◆ **Activity**:
What is needed is an exact copy of the records below, minus any pictures.

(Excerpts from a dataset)
»»
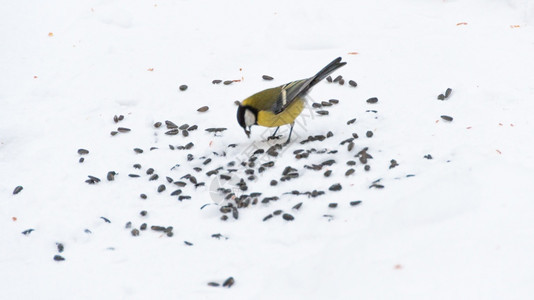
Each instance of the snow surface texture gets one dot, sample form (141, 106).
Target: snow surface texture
(457, 226)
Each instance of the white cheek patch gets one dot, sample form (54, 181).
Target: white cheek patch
(250, 118)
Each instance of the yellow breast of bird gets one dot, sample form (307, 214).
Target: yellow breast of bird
(269, 119)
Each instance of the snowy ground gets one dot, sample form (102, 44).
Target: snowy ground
(457, 226)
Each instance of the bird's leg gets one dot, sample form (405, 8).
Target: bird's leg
(272, 137)
(290, 131)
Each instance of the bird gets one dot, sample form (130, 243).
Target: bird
(280, 105)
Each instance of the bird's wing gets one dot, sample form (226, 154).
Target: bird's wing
(288, 93)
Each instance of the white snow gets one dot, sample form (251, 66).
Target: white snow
(461, 228)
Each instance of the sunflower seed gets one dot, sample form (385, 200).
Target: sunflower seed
(17, 190)
(446, 118)
(288, 217)
(229, 282)
(58, 257)
(83, 151)
(335, 187)
(111, 175)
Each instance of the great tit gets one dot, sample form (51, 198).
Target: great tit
(281, 105)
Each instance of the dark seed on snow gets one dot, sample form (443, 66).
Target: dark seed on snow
(17, 190)
(172, 132)
(446, 118)
(335, 187)
(288, 217)
(229, 282)
(83, 151)
(58, 258)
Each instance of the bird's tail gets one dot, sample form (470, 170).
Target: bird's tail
(331, 67)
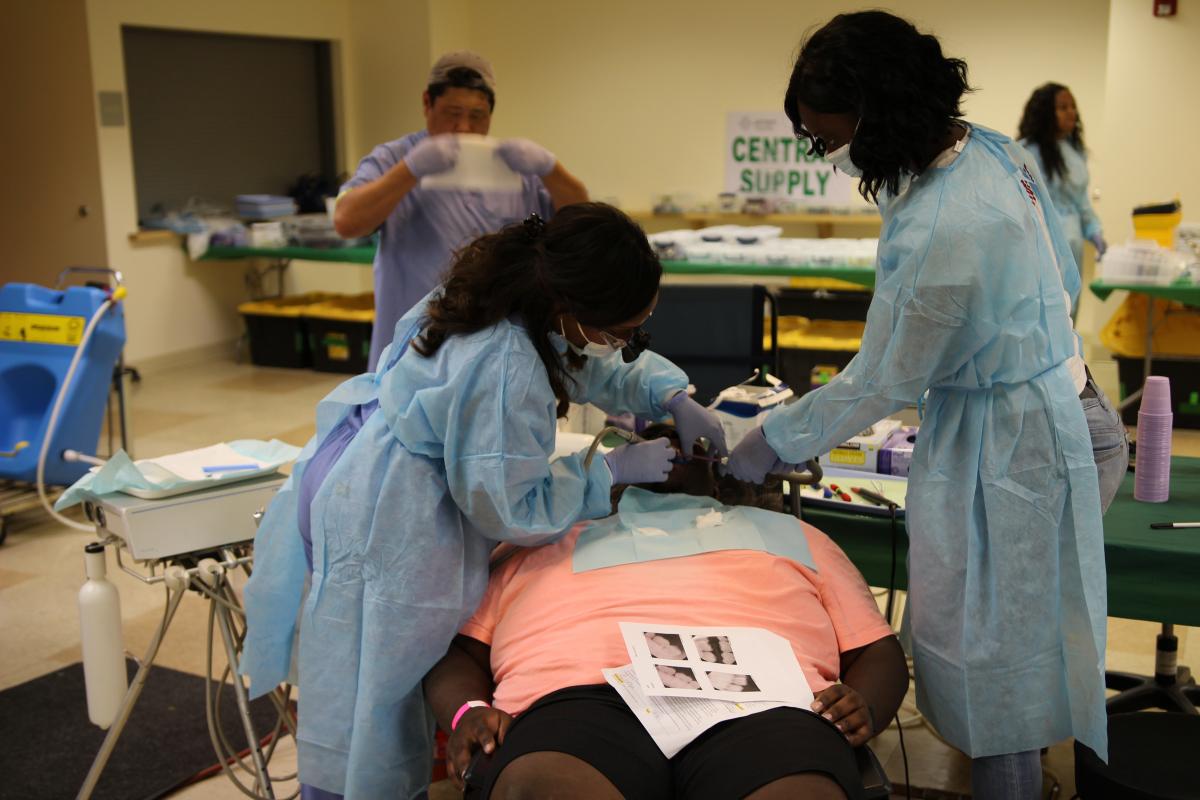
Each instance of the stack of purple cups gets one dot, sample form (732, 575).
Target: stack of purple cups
(1152, 474)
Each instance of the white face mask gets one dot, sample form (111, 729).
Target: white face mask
(591, 348)
(840, 157)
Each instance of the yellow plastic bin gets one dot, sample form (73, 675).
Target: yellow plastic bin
(340, 332)
(811, 350)
(1158, 222)
(276, 330)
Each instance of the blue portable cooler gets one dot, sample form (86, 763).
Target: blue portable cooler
(40, 331)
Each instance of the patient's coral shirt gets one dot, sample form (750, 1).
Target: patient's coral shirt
(551, 629)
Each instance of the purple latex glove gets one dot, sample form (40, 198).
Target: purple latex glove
(694, 420)
(646, 462)
(754, 458)
(526, 157)
(433, 155)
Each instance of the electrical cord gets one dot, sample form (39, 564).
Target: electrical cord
(228, 757)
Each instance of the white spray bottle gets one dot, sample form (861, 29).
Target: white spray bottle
(103, 647)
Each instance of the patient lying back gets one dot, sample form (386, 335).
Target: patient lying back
(544, 632)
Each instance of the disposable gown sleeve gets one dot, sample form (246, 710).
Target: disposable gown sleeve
(927, 320)
(1067, 266)
(641, 386)
(498, 464)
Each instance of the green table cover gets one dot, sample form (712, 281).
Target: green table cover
(1153, 575)
(347, 254)
(861, 275)
(1186, 293)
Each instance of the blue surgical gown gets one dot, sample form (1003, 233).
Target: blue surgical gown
(455, 459)
(1069, 194)
(1006, 561)
(425, 228)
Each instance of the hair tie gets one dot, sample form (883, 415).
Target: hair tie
(534, 224)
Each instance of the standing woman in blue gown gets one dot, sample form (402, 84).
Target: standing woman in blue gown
(1054, 132)
(971, 308)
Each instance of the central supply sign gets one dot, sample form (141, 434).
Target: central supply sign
(765, 158)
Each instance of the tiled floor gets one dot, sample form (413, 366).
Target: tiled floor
(41, 566)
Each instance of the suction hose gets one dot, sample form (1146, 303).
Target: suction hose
(112, 300)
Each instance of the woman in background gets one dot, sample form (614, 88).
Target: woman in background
(1054, 133)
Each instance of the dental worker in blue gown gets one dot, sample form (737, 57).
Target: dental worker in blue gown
(419, 469)
(419, 228)
(1006, 561)
(1054, 132)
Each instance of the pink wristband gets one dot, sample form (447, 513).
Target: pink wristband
(466, 707)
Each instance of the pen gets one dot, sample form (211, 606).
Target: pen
(840, 493)
(877, 499)
(871, 497)
(683, 459)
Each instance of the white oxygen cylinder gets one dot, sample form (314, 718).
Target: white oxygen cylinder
(103, 648)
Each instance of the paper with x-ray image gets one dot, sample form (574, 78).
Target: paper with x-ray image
(725, 663)
(675, 722)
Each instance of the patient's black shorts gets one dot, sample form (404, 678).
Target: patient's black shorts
(729, 761)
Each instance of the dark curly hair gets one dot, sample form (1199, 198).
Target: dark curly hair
(589, 260)
(905, 92)
(1039, 125)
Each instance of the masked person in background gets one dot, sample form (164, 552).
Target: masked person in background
(418, 469)
(420, 229)
(1054, 133)
(1006, 564)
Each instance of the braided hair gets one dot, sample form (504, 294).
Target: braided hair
(904, 90)
(1039, 125)
(589, 260)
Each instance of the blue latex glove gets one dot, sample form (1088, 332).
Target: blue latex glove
(437, 154)
(694, 420)
(646, 462)
(754, 458)
(526, 157)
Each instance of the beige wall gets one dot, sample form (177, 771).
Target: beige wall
(1149, 137)
(175, 305)
(633, 95)
(51, 158)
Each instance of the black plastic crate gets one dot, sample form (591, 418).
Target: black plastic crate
(340, 334)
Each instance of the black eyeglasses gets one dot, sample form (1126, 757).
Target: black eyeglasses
(636, 344)
(816, 144)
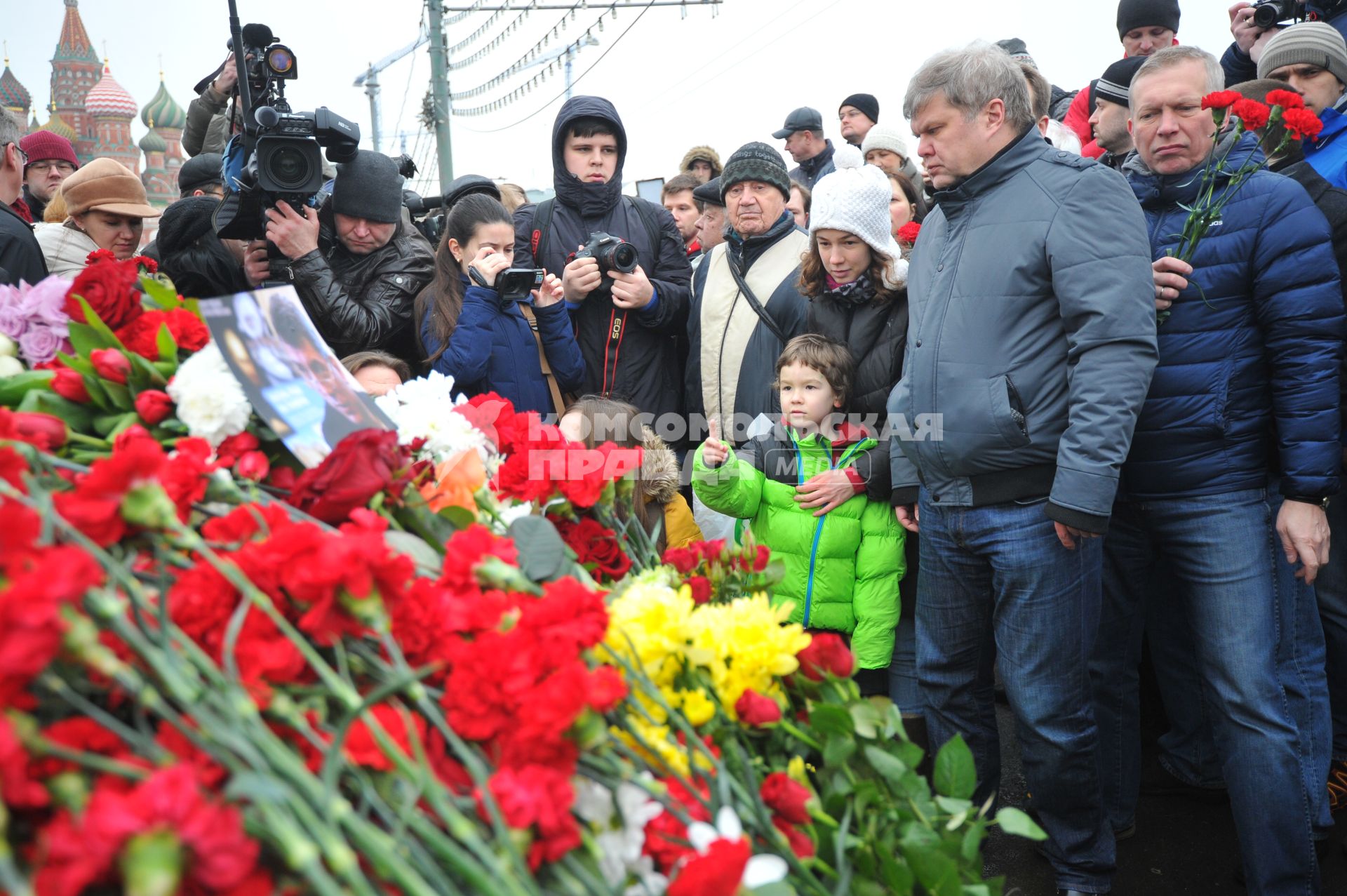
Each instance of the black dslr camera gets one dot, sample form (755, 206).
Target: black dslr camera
««
◆ **Task solution**:
Each instance of the snow surface texture gets one dot, sample form (141, 106).
Target: snow surface texture
(457, 226)
Each instance of the white cheek patch gets one dot, sample form (54, 181).
Target: white cheek patch
(250, 118)
Each instance of the yellow breast of bird gets one dot, sample form (307, 214).
Target: yellow breast of bird
(269, 119)
Each instance of the snowy ground gets one dot, sample form (102, 44).
Target: snowy ground
(457, 226)
Each instance of the bird's leg gets one dot, sample form (405, 8).
Target: bird's leg
(272, 137)
(290, 131)
Each instance of the bird gets one dot, sample form (130, 243).
Target: bird
(280, 105)
Each instance of the bird's wing gets one dot, sample form (226, 154).
Target: bird's wing
(288, 93)
Each instance of the white snow gets one dot, sample form (251, 66).
Target: white snow
(461, 228)
Each instance of the sunflower seed gets one dot, sample form (385, 200).
Target: sunflower seed
(17, 190)
(446, 118)
(288, 217)
(229, 282)
(58, 257)
(83, 151)
(335, 187)
(111, 175)
Each instance of the great tit gets one dot, sample form (51, 198).
Target: great tit
(281, 105)
Each instance of the dark seed on snow gets one dot, sample form (443, 66).
Target: dark seed on snow
(17, 190)
(172, 132)
(446, 118)
(335, 187)
(288, 217)
(229, 282)
(83, 151)
(58, 258)
Each instance of the bird's tail gets one dot, sample form (470, 170).
Target: bird's tail
(331, 67)
Each instance of the stack of purple cups gets one dot, sample form (732, 575).
Target: stack of purple cups
(1152, 474)
Each instance of the white face mask gets one dot, sample form (111, 729).
Target: white face mask
(591, 348)
(840, 157)
Each instance of the yellow plastic bin gets one dot, sample form (73, 675).
Target: yellow plastic bin
(340, 332)
(811, 350)
(1158, 222)
(276, 330)
Each instance of the blue portable cooler gets one dot, sample form (86, 763).
Target: blue portable cooler
(40, 331)
Each instance of the patient's coral shirt gets one dot, sample form (750, 1).
Target: patient's coral shirt
(551, 629)
Each instance of the purple latex glove gets one dot, sample form (40, 198).
Target: purple latex glove
(694, 420)
(646, 462)
(754, 458)
(526, 157)
(433, 155)
Each instance of the electrical cord gets one dot, sample form (39, 564).
Target: electrical cord
(228, 757)
Each instance of the white spray bottle gets one dot, sample form (861, 29).
Target: white spray bottle
(103, 647)
Each instance of the patient lying back gets one dot, sample form (386, 335).
Target: patient lying back
(544, 632)
Each instance of the disposable gown sleeve gets one dot, sample form (246, 710).
Target: disposable gown sleeve
(927, 320)
(1067, 266)
(641, 386)
(498, 464)
Each instance of the green table cover gets one dot, sample form (712, 281).
Target: green table cover
(1153, 575)
(347, 254)
(861, 275)
(1186, 293)
Each instance of the blue surgical gown gets one dot, sample form (1003, 233).
Target: blue surgical gown
(455, 459)
(1069, 194)
(1006, 561)
(425, 228)
Each instance of the hair tie gets one dot, sample form (883, 415).
Target: hair tie
(534, 224)
Each instance of the standing woman in blue gown gets one dot, sample form (402, 84).
Target: standing woman in blue gown
(1054, 132)
(971, 308)
Each instance of the central supply sign gets one dot, sample form (141, 434).
Target: central supply sign
(765, 158)
Each instance of the tiled floor gets one dot, sample form (413, 366).
Target: tiled floor
(41, 566)
Each instance of the suction hose gets one dot, sample form (1146, 303).
Target: suction hose
(112, 300)
Each instance of the woman in background gets one dot, sample form (614, 88).
Target: woman in background
(1054, 133)
Each instance of the dental worker in blue gown gets one dot, sample form (737, 57).
Target: dental worker in blue gown
(419, 469)
(419, 228)
(1006, 561)
(1054, 132)
Each instance of the pink wristband gets one dot, sample form (447, 513).
Target: pink wristband
(466, 707)
Each instance of the pen gets one dot, sample form (211, 606).
Target: pen
(840, 493)
(877, 499)
(871, 497)
(683, 459)
Each instance of the white oxygen cylinder gets one dot, sample form (314, 718).
Target: white oxygen cylinder
(103, 648)
Each instance of the paper with x-ray image gets one dot, sample form (574, 78).
Target: paper with x-ray image
(725, 663)
(675, 722)
Each instance of the patient's black shorts gets one dot, sample form (404, 678).
Target: patient's black shorts
(729, 761)
Each instance of the dark curly hair gets one dot, sample form (1199, 198).
Target: dark curly hair
(589, 260)
(905, 92)
(1039, 125)
Each instance of the masked person in background gets one dot, sample form (164, 552).
Target: masked person in background
(418, 469)
(420, 229)
(1054, 133)
(1006, 564)
Each instance of the braided hair gets one dot, sample form (504, 294).
Target: braided hair
(904, 90)
(1039, 125)
(589, 260)
Each instance of the blue latex glove gets one dot, sample form (1088, 332).
Target: blue latex glove
(437, 154)
(694, 420)
(646, 462)
(754, 458)
(526, 157)
Each instance of the beige wall gets one dot, sample form (177, 771).
Target: beige wall
(1149, 137)
(175, 305)
(633, 95)
(51, 158)
Each instance of the black plastic crate gets one dot, sample form (591, 418).
Target: black plastic crate
(340, 334)
Each instance of the black eyeglasses gets one dot, sample form (1126, 757).
Target: black eyeglasses
(636, 344)
(816, 144)
Each instance of the black dslr camera gets one dot, sample form (755, 206).
Target: black dslr camera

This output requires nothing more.